[Opening THE DATA section]

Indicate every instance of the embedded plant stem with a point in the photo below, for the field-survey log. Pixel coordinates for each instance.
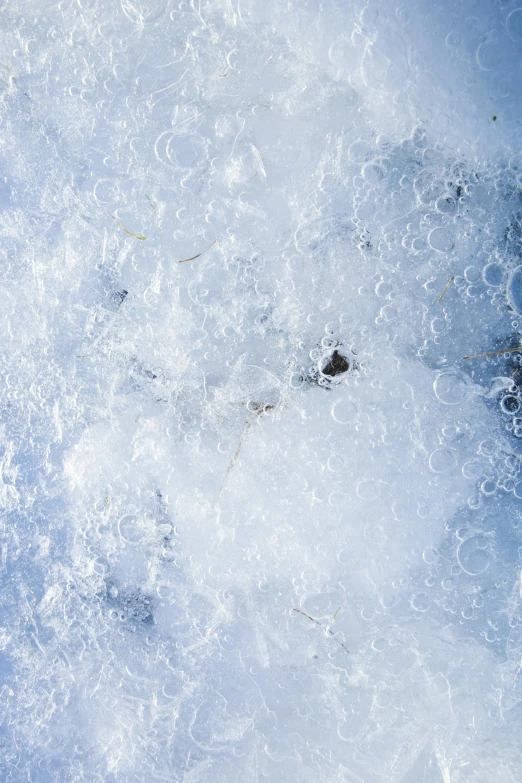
(198, 254)
(494, 353)
(322, 626)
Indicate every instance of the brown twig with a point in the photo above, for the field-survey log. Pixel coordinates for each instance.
(131, 233)
(199, 254)
(452, 278)
(494, 353)
(322, 626)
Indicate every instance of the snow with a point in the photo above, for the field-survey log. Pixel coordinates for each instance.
(260, 518)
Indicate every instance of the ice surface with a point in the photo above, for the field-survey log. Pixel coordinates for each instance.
(260, 519)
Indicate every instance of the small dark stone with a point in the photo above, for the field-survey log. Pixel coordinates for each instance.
(118, 297)
(336, 365)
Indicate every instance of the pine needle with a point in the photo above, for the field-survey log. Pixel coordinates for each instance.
(199, 254)
(493, 353)
(322, 626)
(130, 233)
(452, 278)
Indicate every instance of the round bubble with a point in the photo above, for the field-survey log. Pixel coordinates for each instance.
(473, 555)
(450, 387)
(344, 411)
(420, 602)
(514, 290)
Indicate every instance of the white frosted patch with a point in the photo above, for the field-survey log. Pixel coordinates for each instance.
(260, 464)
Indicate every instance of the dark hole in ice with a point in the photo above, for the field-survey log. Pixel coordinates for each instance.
(336, 365)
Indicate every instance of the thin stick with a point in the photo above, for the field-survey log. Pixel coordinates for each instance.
(322, 626)
(199, 254)
(493, 353)
(130, 233)
(452, 278)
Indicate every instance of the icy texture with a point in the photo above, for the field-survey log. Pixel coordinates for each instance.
(191, 452)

[Closing THE DATA section]

### WHAT IS NEEDED:
Your reply should be the full data above, copied exactly, with no pictures in it.

### ANSWER:
Indicate every instance of the embedded plant stem with a point in the photo below, for the field-survey log. Pixel coordinates for each instance.
(198, 254)
(494, 353)
(322, 626)
Indicate every instance of the brown twig with a point in the photo above, for the field-survey log. Pixel coordinates for each instance.
(131, 233)
(199, 254)
(452, 278)
(494, 353)
(322, 626)
Indicate every instance of the snow with a point in the photo above, for the field-survey log. Pixel coordinates for each instance.
(260, 518)
Indicate every instance of the ice surface with a point in the photo above, for the field-survey log. Pixel coordinates for each instance.
(260, 519)
Indicate every instance of the small dark stone with a point in the photo above, for the field-survey log. Pixel coordinates for each instance.
(118, 297)
(336, 365)
Indicate every instance of the pine needle with a point in the photo above, for the field-survey log. Pixel coordinates for each instance.
(199, 254)
(493, 353)
(322, 626)
(130, 233)
(452, 278)
Indicate every instance of the round bubble with a point in the photo above, for the field-survey log. Pixel coordinates for each instance.
(473, 555)
(450, 387)
(344, 411)
(420, 602)
(514, 290)
Indicate every instance of the white frosted patch with a point in the photo above, for the field-survey log. Pixel coordinates for each instance.
(260, 464)
Indicate every instance of the dark hole in ice with a point in the photo above, for the field-survey log. Pixel coordinates for each instance.
(336, 365)
Indicate every instance of the thin stick with a point in the photo above, for the field-survey log. Pixel coordinates for each instance.
(322, 626)
(199, 254)
(493, 353)
(130, 233)
(452, 278)
Indicate every instance of the icy texture with a point in the photo above, for the field-survey log. Pixel coordinates for each instance.
(191, 452)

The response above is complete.